— START OF Data supplied —

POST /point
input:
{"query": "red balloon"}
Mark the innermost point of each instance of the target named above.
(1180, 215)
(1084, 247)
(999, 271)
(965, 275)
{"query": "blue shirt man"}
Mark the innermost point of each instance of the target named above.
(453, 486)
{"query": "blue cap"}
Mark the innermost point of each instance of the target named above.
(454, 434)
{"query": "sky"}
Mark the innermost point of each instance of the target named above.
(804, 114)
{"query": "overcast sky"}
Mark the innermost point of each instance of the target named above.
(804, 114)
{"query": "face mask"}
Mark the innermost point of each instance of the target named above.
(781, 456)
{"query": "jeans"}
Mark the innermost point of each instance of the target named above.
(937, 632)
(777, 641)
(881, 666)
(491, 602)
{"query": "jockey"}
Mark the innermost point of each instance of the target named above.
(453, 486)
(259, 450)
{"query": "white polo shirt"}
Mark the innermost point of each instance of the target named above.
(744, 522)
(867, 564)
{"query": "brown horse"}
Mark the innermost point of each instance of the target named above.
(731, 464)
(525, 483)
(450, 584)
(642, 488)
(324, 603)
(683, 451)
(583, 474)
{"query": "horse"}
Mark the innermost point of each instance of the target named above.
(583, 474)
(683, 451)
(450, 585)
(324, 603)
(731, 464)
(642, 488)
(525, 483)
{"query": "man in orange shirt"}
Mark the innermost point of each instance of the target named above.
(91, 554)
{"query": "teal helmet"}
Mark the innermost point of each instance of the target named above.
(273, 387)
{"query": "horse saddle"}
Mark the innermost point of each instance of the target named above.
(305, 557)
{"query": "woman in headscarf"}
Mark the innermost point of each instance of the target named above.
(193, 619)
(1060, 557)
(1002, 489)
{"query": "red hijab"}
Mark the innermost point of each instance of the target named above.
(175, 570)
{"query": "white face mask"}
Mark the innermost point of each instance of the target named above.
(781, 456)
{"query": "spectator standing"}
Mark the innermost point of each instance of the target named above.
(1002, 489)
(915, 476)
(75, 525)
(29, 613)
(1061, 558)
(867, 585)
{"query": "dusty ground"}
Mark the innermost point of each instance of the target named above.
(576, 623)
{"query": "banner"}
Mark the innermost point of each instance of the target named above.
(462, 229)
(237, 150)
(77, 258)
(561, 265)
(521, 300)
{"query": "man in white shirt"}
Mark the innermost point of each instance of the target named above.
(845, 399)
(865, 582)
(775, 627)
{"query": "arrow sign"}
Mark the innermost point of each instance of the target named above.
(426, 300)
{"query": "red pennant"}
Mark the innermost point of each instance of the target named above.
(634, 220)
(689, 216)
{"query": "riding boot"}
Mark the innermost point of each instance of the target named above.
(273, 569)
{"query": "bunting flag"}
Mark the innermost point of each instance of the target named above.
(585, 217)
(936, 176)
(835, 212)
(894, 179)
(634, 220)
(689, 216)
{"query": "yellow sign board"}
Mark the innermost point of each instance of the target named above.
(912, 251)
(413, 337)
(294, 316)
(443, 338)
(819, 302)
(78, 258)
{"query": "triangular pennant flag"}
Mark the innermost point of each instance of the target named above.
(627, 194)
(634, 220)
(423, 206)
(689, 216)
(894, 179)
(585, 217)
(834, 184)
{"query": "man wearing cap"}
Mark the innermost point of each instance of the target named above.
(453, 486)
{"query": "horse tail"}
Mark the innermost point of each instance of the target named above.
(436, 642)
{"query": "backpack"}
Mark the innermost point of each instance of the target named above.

— END OF Data supplied —

→ **Task statement**: How many lines of the data above contain the word "pennant"? Case counts; reply with the number alone.

→ **Task answer**: 2